▶ **Problem description**
Can you render the material below as a JSON list of strings, with one string for each line and blank lines left out?

▶ **Records shown**

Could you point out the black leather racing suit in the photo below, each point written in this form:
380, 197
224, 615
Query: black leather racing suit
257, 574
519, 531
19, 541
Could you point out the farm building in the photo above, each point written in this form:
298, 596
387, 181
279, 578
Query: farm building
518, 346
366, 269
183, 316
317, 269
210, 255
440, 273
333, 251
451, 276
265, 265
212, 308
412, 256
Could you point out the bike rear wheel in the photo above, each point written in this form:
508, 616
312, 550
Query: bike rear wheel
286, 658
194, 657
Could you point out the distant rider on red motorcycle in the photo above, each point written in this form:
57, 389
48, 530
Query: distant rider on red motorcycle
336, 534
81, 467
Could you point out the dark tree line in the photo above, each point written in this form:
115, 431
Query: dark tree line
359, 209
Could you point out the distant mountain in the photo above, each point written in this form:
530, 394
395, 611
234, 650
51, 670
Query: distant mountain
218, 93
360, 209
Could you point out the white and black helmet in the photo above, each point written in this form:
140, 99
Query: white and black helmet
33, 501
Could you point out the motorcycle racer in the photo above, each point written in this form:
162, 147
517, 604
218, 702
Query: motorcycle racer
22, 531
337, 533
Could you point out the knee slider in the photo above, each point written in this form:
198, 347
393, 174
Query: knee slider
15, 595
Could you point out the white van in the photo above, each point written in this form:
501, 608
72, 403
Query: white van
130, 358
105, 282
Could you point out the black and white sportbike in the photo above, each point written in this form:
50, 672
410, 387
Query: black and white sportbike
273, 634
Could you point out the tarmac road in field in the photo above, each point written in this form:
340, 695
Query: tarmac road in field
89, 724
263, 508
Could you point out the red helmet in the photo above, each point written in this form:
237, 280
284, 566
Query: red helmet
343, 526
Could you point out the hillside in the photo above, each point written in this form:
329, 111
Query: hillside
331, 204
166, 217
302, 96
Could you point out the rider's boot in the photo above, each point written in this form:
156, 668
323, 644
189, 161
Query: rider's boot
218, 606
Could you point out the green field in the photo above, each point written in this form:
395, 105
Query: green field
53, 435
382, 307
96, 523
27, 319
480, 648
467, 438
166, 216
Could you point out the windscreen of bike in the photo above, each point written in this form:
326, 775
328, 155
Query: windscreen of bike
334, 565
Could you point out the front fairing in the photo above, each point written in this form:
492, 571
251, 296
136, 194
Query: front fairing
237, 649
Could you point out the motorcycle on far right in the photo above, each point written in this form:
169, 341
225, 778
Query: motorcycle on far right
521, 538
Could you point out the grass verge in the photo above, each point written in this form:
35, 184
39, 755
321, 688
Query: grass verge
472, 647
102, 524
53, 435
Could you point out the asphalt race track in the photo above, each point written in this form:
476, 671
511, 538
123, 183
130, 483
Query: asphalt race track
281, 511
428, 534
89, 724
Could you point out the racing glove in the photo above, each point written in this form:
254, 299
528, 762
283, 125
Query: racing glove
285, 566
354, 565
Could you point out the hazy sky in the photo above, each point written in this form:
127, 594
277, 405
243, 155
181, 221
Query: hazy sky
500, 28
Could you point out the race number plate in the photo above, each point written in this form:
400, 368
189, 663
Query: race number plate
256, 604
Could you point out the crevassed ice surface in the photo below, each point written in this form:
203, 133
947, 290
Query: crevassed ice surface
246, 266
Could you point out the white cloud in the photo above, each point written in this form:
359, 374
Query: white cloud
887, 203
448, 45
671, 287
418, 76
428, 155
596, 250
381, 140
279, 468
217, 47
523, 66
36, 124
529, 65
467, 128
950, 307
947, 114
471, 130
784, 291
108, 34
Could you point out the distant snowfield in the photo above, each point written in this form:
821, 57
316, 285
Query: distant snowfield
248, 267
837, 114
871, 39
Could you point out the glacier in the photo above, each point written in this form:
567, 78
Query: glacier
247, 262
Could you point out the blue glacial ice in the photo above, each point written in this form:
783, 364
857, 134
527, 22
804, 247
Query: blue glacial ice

▶ **Problem solution**
[
  "Could you point out the black leather racing suit in the photo below, each point written in this form:",
  "380, 197",
  "224, 615",
  "Query: black leather racing suit",
  "257, 574",
  "519, 531",
  "19, 541",
  "Could you point out the farm building in the photo above, each point written in this form:",
  "298, 596",
  "387, 181",
  "279, 578",
  "Query: farm building",
  "518, 346",
  "366, 269",
  "183, 316",
  "317, 269",
  "210, 255",
  "440, 273",
  "333, 251",
  "451, 276",
  "265, 265",
  "212, 308",
  "412, 256",
  "Could you point out the bike rear wheel in the photo above, each point written in this form:",
  "508, 616",
  "312, 550",
  "Query: bike rear wheel",
  "286, 658",
  "194, 657",
  "Could you point out the distant rider on red motorcycle in the photo above, each point written in this form:",
  "57, 389",
  "48, 530",
  "Query: distant rider on red motorcycle",
  "336, 534",
  "81, 467",
  "Could you point out the dark tree line in the photo above, each point written in this form:",
  "115, 431",
  "Query: dark tree line",
  "359, 209",
  "Could you point out the distant mountain in the photo above, each point written in this form:",
  "530, 394",
  "395, 611",
  "234, 650",
  "51, 670",
  "Query: distant mountain",
  "218, 93",
  "360, 209",
  "Could you point out the white and black helmet in the photo above, each point written in this form:",
  "140, 99",
  "Query: white and black helmet",
  "33, 501",
  "Could you point out the motorcycle racer in the photo above, each point written in this form:",
  "162, 147",
  "517, 604",
  "218, 702",
  "Query: motorcycle racer",
  "22, 531",
  "337, 533",
  "Could you point out the knee slider in the photo above, each point written in this form:",
  "198, 347",
  "393, 174",
  "Query: knee slider",
  "15, 595",
  "Could you point out the white van in the photo above, each point written in this form:",
  "501, 608",
  "72, 403",
  "Query: white van",
  "130, 358",
  "105, 282",
  "Could you point out the black and white sportbike in the photo above, each point written in this form:",
  "50, 672",
  "410, 387",
  "Query: black and white sportbike",
  "273, 634",
  "Could you point out the tarmac road in field in the photo above, each point written in this form:",
  "340, 695",
  "Query: tarmac road in field",
  "89, 724",
  "263, 508",
  "Could you point out the red helmet in the photo above, each point written in this form:",
  "237, 280",
  "284, 566",
  "Query: red helmet",
  "343, 526",
  "Could you point out the hillside in the photo above, each point written in this form:",
  "329, 111",
  "Query: hillside",
  "331, 204",
  "166, 217",
  "302, 96",
  "Could you point out the rider's boot in the photo above, each point written in this form:",
  "156, 668",
  "323, 644",
  "189, 161",
  "Query: rider's boot",
  "218, 606",
  "Could you point out the green field in the photo above, each point written in this form:",
  "395, 105",
  "Query: green field",
  "53, 435",
  "382, 307",
  "96, 523",
  "27, 319",
  "480, 648",
  "467, 438",
  "166, 216",
  "Could you point out the windscreen of bike in the photo above, each point written in this form:",
  "326, 775",
  "328, 155",
  "Query: windscreen of bike",
  "334, 565",
  "Could you point out the front fairing in the photo above, each point written in this form:",
  "492, 571",
  "251, 296",
  "136, 194",
  "Query: front fairing",
  "237, 649",
  "Could you point out the motorcycle on far right in the photo above, each point written in this form:",
  "169, 341",
  "225, 778",
  "Query: motorcycle on far right",
  "521, 538",
  "Could you point out the grass verge in the photo above, each point written in this form:",
  "35, 184",
  "39, 755",
  "321, 688",
  "Query: grass verge",
  "472, 647",
  "102, 524",
  "53, 435",
  "Could you point out the asphalt race track in the photo above, each point written in this form:",
  "476, 671",
  "511, 538",
  "123, 183",
  "130, 483",
  "Query: asphalt race track",
  "281, 511",
  "428, 534",
  "89, 724",
  "Could you point out the racing glove in the photo above, each point written in this form:",
  "254, 299",
  "528, 762",
  "283, 125",
  "Query: racing glove",
  "285, 566",
  "354, 565",
  "Could you point out the hazy sky in the photo above, each point written in this form:",
  "127, 594",
  "277, 405",
  "243, 155",
  "181, 221",
  "Query: hazy sky",
  "500, 28",
  "Could you point out the race number plate in the photo above, each point written in this form:",
  "400, 368",
  "189, 663",
  "Query: race number plate",
  "256, 604",
  "Could you point out the crevassed ice surface in the photo below, each point written in this form:",
  "203, 133",
  "947, 290",
  "Query: crevassed ice surface",
  "246, 266",
  "Could you point out the white cloud in the photo above, each point written in this form:",
  "359, 374",
  "Query: white cloud",
  "887, 203",
  "448, 45",
  "671, 287",
  "418, 76",
  "428, 155",
  "596, 250",
  "381, 140",
  "279, 468",
  "217, 47",
  "523, 66",
  "36, 124",
  "529, 65",
  "467, 128",
  "950, 307",
  "947, 114",
  "471, 130",
  "784, 291",
  "108, 34",
  "Could you point out the distant snowfield in the photo above, each point written in this form:",
  "821, 57",
  "316, 285",
  "Query: distant snowfield",
  "248, 267",
  "837, 114",
  "871, 39",
  "Could you point out the glacier in the photo above, each point written in this form:",
  "567, 78",
  "Query: glacier",
  "247, 262",
  "Could you point out the blue glacial ice in the photo above, each point written in this form:",
  "783, 364",
  "857, 134",
  "527, 22",
  "804, 247",
  "Query: blue glacial ice"
]